• **Task to complete**: Return, exactly, the line that contains "the dark ribbed" together with all lines after it to the end of the entries, and no further lines.

-- START Dataset extract --

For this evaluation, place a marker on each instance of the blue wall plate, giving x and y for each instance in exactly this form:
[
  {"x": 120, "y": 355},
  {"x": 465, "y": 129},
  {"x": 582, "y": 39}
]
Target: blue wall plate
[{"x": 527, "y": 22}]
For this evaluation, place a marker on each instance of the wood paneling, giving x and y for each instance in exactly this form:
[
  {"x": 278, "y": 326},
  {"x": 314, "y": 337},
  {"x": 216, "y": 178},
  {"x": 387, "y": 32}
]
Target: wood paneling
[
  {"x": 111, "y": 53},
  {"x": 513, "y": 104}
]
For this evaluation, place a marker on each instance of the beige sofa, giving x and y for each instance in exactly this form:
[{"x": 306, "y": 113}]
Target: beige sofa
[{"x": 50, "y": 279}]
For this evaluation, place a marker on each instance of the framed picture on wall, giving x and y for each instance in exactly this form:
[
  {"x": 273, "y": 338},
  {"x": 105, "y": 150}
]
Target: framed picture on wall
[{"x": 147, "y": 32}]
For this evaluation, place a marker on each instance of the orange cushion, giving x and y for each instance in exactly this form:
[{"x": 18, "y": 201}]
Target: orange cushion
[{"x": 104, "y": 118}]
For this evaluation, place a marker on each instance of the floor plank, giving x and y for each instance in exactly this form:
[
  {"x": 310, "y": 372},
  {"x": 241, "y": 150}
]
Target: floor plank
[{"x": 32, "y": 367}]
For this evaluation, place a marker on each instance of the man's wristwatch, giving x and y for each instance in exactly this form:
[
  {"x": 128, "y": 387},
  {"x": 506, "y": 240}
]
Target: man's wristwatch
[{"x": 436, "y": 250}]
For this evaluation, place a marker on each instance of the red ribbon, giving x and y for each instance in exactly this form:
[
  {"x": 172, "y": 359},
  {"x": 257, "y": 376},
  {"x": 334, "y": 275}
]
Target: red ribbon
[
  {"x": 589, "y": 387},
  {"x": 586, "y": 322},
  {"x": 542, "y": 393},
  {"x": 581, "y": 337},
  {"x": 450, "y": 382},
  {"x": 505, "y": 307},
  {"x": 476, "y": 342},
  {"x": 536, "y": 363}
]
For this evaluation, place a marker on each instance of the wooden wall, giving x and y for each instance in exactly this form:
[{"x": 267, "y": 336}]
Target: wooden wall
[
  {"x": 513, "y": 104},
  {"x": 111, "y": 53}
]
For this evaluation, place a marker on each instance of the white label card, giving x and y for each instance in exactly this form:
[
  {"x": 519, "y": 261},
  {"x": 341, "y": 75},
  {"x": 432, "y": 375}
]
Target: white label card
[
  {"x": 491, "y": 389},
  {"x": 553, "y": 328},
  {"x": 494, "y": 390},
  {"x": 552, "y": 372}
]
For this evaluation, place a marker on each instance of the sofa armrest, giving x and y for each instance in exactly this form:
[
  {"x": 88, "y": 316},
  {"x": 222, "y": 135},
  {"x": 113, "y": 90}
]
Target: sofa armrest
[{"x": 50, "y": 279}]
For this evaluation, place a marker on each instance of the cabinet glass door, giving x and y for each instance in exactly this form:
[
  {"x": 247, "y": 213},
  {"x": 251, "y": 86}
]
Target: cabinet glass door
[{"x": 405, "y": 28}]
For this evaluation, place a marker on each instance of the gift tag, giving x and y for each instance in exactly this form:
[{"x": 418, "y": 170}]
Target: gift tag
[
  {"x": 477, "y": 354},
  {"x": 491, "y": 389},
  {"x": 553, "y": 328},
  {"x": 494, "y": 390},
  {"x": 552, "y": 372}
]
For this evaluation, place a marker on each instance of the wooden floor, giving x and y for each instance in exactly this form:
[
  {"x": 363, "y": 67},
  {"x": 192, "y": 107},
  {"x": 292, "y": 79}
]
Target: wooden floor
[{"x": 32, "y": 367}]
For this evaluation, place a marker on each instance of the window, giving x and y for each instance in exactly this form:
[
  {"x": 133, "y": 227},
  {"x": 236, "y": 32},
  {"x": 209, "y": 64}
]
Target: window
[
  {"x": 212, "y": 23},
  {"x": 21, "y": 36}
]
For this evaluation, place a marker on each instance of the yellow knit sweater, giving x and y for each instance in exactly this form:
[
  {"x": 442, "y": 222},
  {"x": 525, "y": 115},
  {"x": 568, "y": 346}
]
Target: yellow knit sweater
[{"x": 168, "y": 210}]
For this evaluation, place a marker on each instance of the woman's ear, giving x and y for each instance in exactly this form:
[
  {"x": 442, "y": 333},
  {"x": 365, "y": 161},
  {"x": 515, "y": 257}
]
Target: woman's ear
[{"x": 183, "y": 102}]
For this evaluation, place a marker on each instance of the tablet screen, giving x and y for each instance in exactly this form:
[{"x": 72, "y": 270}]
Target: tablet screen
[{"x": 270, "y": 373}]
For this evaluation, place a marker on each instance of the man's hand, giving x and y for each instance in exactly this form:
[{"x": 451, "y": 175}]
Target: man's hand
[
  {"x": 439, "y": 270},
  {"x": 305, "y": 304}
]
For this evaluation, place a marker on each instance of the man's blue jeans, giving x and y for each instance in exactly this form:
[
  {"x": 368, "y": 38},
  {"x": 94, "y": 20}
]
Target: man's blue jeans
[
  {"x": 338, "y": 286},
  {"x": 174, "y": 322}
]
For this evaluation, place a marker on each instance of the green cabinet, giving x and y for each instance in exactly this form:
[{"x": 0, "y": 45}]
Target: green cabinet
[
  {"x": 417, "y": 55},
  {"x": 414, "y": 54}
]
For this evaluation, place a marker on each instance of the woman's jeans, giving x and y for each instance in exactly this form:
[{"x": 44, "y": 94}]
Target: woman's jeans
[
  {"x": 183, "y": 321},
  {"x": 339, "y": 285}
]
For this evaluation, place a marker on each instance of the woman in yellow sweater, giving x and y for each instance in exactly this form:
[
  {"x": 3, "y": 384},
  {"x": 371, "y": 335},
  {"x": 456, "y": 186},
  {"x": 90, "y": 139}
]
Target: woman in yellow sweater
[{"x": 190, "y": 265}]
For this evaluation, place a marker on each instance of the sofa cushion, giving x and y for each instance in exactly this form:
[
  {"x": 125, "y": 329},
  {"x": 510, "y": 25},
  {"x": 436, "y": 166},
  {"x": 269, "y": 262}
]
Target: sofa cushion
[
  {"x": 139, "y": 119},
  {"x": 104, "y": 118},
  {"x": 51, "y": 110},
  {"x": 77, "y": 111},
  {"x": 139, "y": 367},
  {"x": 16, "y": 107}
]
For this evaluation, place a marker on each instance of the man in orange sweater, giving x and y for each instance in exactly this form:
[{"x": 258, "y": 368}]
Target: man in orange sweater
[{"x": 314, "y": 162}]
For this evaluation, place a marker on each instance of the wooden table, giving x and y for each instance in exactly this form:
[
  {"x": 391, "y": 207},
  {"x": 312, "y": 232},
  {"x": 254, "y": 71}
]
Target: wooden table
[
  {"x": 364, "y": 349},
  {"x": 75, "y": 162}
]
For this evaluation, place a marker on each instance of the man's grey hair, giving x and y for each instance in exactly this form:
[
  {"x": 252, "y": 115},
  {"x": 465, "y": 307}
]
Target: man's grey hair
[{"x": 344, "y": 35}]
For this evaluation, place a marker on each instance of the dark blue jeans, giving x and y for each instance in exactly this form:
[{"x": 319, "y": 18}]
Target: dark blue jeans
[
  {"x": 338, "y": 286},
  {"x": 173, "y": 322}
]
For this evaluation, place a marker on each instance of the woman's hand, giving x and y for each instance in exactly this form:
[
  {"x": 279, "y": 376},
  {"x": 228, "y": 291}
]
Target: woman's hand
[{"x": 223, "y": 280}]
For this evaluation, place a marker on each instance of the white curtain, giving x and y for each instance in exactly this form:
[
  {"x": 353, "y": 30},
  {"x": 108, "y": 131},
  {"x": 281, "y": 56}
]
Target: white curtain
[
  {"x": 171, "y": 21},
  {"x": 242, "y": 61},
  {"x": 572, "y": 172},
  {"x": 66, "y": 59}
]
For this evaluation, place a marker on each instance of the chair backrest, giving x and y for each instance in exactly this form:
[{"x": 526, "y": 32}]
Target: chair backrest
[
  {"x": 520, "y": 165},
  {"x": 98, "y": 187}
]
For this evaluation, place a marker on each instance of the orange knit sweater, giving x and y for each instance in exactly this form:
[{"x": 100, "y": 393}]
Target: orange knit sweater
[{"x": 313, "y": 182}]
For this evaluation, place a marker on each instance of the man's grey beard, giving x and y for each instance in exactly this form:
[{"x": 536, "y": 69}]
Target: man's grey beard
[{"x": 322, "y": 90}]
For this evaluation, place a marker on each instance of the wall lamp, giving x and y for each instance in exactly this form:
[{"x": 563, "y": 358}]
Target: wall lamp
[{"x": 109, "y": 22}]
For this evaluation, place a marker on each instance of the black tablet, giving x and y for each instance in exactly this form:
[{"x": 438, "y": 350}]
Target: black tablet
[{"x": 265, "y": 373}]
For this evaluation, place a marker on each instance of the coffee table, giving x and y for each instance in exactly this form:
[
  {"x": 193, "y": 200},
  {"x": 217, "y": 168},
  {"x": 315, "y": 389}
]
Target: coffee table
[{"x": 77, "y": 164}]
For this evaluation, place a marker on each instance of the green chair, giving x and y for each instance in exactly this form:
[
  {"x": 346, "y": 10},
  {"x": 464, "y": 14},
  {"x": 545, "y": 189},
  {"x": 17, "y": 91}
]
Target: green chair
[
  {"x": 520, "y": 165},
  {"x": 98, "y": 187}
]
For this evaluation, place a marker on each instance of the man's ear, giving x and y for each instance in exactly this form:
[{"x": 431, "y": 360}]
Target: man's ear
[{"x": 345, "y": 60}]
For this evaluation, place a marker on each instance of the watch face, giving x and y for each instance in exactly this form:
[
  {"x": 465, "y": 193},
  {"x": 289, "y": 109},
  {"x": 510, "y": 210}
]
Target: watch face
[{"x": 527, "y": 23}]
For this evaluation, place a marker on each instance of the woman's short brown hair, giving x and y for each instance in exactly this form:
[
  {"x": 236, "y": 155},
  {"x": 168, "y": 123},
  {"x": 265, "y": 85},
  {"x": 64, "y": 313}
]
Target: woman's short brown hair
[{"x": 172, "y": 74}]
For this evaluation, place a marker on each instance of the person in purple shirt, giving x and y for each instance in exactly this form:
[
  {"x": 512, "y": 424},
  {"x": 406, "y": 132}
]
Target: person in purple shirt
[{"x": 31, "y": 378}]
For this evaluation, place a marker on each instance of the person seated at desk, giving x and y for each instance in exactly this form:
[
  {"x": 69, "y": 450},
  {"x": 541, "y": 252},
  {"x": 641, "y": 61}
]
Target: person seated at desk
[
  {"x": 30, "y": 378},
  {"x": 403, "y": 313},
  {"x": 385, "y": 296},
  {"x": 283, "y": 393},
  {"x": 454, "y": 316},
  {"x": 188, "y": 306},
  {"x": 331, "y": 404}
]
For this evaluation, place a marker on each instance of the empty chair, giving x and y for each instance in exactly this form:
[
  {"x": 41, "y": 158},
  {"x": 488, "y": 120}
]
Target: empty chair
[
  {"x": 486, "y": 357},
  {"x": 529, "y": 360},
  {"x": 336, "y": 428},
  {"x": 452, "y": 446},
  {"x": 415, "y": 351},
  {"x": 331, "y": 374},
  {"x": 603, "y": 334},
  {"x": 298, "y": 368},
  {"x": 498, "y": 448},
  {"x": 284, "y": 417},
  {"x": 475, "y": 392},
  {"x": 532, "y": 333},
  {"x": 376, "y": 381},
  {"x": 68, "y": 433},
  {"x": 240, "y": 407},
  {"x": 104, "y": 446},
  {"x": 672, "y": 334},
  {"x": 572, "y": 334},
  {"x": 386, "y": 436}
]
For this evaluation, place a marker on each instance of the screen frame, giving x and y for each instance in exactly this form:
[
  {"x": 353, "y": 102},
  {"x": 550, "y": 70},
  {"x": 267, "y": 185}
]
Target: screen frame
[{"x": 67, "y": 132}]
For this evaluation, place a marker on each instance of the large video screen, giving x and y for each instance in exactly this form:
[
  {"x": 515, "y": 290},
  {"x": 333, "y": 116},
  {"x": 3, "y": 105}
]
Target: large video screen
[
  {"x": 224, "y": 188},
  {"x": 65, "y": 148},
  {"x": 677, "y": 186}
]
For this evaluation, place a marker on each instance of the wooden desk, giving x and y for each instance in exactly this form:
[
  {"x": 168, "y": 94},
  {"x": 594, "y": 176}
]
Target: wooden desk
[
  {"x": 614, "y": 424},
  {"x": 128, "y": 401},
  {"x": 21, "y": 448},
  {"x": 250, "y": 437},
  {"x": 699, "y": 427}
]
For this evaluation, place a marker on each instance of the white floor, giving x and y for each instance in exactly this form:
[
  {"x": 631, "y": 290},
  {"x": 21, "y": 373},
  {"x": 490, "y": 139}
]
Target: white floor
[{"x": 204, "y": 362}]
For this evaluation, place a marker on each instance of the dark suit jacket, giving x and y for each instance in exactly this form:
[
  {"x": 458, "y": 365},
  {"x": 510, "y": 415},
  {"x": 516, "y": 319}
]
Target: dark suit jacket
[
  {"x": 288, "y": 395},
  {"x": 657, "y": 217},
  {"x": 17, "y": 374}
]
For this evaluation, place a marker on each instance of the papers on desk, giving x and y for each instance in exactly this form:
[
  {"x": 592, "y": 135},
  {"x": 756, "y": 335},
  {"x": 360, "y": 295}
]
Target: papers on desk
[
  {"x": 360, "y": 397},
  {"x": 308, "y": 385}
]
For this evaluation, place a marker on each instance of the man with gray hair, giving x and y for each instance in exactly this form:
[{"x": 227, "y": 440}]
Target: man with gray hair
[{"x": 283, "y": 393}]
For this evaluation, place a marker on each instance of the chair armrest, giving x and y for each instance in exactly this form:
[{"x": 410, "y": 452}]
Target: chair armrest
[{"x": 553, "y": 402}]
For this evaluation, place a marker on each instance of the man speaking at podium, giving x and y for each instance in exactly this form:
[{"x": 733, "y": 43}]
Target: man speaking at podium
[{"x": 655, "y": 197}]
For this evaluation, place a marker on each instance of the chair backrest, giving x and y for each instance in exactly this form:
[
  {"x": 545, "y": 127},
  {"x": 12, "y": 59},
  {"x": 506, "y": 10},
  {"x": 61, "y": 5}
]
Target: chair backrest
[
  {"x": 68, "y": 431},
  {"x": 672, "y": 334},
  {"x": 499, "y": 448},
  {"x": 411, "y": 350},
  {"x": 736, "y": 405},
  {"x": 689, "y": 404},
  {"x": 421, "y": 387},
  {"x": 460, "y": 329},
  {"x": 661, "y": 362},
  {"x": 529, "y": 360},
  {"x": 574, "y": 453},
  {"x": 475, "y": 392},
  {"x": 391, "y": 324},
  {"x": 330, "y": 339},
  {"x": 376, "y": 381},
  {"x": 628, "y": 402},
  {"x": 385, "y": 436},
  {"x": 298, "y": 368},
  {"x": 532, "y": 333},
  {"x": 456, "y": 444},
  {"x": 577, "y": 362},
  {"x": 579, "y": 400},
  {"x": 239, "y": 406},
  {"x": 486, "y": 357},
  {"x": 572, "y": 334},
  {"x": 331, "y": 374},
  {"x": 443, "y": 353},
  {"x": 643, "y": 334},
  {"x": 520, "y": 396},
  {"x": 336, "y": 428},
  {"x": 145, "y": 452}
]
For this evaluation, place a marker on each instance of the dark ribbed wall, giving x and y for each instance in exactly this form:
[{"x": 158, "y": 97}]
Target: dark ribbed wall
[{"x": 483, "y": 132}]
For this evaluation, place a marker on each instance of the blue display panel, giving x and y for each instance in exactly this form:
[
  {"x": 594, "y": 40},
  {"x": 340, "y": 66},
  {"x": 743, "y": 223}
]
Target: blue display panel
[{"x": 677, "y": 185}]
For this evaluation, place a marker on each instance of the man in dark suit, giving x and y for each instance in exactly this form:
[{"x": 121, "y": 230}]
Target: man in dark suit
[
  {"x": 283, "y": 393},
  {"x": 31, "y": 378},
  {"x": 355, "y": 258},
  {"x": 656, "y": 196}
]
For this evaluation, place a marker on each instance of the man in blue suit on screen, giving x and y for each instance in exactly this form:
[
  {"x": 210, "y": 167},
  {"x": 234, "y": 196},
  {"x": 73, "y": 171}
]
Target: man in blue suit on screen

-- END Dataset extract --

• **In response**:
For this evaluation, place a marker on each instance of the dark ribbed wall, giving x and y for each instance in exactly this form:
[{"x": 158, "y": 97}]
Target: dark ribbed wall
[{"x": 483, "y": 132}]
For this evaluation, place a marker on each instance of the blue display panel, giving x and y for each instance in exactly this form:
[
  {"x": 594, "y": 40},
  {"x": 340, "y": 66},
  {"x": 743, "y": 223}
]
Target: blue display panel
[{"x": 677, "y": 185}]
For this evaluation, place a marker on each instance of the man in dark suit, giving x and y for each instance in exactly this form:
[{"x": 121, "y": 230}]
Target: man in dark suit
[
  {"x": 283, "y": 393},
  {"x": 31, "y": 378},
  {"x": 355, "y": 258},
  {"x": 656, "y": 196}
]
For this evaluation, place a marker on each instance of the man in blue suit on screen, giving x and y for each instance in exactly this form:
[
  {"x": 210, "y": 167},
  {"x": 234, "y": 196},
  {"x": 73, "y": 171}
]
Target: man in blue suit on screen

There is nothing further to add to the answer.